### [Excerpt]
--------------------------------
Bill Gates said: this partnership demonstrates the critical role that rapidly growing countries like China can play in driving innovation to reduce hunger and poverty.
BEIJING - China's Ministry of Science and Technology signed a memorandum of understanding with the Bill & Melinda Gates Foundation to invest together in research and development of new products and technologies to help with global health and agriculture.
Under the $300 million project, for every dollar the foundation gives to support selected China-grown products and technologies that can help advance health and agriculture, particularly in the developing world, the ministry will offer $2 as grant money.
Human and animal vaccines, diagnostics for tuberculosis and other diseases, hardier varieties of rice and other crops, and more productive livestock are among the innovations likely to be considered first.
"Innovation to advance human welfare is a goal that China shares with the Bill & Melinda Gates Foundation and together we can do more to improve agriculture and health in some of the poorest nations worldwide," said Vice-Minister Zhang Laiwu at the signing ceremony in Seattle, the United States.
--------------------------------
Dataset entries:
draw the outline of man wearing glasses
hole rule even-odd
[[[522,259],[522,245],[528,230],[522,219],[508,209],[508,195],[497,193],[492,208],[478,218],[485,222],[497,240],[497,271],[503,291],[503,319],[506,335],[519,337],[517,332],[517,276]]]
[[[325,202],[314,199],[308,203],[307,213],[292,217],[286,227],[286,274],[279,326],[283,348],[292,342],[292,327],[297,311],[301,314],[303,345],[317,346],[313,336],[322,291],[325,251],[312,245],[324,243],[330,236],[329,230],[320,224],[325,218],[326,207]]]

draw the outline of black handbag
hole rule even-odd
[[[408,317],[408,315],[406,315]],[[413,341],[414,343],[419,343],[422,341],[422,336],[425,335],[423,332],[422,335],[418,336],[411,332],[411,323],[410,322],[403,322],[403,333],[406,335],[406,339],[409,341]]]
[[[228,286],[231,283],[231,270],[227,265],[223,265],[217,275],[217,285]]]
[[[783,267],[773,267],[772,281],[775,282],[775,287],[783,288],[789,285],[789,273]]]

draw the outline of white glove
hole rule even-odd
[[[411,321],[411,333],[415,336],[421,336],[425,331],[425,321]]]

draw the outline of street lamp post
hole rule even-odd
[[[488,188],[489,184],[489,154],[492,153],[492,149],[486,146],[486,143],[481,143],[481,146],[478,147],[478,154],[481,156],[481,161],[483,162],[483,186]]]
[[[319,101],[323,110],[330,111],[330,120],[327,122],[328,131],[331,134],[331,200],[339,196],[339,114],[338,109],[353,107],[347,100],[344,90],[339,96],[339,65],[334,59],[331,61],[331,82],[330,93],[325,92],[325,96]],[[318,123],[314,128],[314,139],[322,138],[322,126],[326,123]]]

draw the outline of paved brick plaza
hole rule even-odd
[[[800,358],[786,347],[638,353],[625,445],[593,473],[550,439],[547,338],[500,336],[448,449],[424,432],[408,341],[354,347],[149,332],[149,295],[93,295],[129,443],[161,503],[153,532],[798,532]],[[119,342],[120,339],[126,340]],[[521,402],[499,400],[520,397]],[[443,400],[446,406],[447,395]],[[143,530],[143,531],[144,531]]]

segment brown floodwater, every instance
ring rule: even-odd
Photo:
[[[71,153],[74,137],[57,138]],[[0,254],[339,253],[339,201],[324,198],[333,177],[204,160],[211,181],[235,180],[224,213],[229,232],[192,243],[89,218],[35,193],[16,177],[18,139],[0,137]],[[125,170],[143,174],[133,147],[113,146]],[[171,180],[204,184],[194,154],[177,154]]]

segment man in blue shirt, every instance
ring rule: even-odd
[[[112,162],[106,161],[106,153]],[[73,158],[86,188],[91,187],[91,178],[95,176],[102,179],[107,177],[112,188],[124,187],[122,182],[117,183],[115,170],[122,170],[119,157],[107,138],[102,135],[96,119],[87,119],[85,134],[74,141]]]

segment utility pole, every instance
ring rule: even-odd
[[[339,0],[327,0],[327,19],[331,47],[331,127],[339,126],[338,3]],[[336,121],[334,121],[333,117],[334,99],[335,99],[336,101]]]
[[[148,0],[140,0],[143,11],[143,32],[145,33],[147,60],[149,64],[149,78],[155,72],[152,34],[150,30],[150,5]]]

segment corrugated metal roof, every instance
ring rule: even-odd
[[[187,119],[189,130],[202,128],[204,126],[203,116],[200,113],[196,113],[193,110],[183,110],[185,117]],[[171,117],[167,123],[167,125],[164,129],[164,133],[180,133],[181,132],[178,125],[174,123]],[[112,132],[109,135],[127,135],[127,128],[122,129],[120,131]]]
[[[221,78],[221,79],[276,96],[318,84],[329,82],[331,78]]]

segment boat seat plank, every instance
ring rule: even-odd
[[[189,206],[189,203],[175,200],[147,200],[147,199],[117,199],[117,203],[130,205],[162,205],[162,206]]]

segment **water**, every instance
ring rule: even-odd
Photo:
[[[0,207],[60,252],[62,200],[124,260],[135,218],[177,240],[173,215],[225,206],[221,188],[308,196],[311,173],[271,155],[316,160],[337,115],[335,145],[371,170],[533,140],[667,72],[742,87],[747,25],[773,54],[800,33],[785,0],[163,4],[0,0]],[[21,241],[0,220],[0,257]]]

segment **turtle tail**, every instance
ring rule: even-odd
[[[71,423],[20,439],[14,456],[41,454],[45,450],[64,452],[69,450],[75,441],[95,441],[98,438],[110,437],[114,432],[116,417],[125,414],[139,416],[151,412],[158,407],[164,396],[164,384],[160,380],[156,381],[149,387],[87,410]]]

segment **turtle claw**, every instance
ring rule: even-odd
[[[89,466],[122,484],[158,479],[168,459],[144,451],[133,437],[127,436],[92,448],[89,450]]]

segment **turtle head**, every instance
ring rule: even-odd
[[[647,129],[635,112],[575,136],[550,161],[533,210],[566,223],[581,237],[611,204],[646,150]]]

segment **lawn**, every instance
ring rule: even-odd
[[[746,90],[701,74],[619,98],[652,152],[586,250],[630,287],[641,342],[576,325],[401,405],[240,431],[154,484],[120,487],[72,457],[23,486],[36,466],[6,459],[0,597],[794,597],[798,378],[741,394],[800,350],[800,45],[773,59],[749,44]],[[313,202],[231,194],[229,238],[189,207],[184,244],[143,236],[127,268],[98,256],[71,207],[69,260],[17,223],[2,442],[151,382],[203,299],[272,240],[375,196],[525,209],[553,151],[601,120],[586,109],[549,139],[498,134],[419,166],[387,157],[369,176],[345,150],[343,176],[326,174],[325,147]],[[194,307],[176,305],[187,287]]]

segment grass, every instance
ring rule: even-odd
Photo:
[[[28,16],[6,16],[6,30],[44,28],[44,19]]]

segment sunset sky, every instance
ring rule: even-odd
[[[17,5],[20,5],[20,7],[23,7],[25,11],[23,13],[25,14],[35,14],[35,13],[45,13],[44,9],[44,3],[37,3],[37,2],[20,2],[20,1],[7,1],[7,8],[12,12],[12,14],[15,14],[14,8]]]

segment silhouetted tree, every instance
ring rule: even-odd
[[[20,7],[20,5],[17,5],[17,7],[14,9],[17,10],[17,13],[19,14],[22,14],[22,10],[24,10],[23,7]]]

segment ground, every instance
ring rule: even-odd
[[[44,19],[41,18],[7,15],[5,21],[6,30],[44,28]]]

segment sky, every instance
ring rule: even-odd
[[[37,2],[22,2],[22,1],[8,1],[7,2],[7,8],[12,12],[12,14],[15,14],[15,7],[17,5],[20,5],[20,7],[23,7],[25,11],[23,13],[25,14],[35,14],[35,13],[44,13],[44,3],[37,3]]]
--------------------------------
### [Brief 1]
Translate this sentence from the article on the China and Gates Foundation agreement into Spanish: "Human and animal vaccines, diagnostics for tuberculosis and other diseases, hardier varieties of rice and other crops, and more productive livestock are among the innovations likely to be considered first."
### [Brief 2]
Please extract the part of the article that starts at the words "Under the $300" and ends after the words "be considered first.".

### [Worked solution 1]
Las vacunas humanas y animales, los diagnósticos para la tuberculosis y otras enfermedades, variedades más resistentes de arroz y otros cultivos, y un ganado más productivo figuran entre las innovaciones que probablemente se considerarán primero.

### [Worked solution 2]
Under the $300 million project, for every dollar the foundation gives to support selected China-grown products and technologies that can help advance health and agriculture, particularly in the developing world, the ministry will offer $2 as grant money.
Human and animal vaccines, diagnostics for tuberculosis and other diseases, hardier varieties of rice and other crops, and more productive livestock are among the innovations likely to be considered first.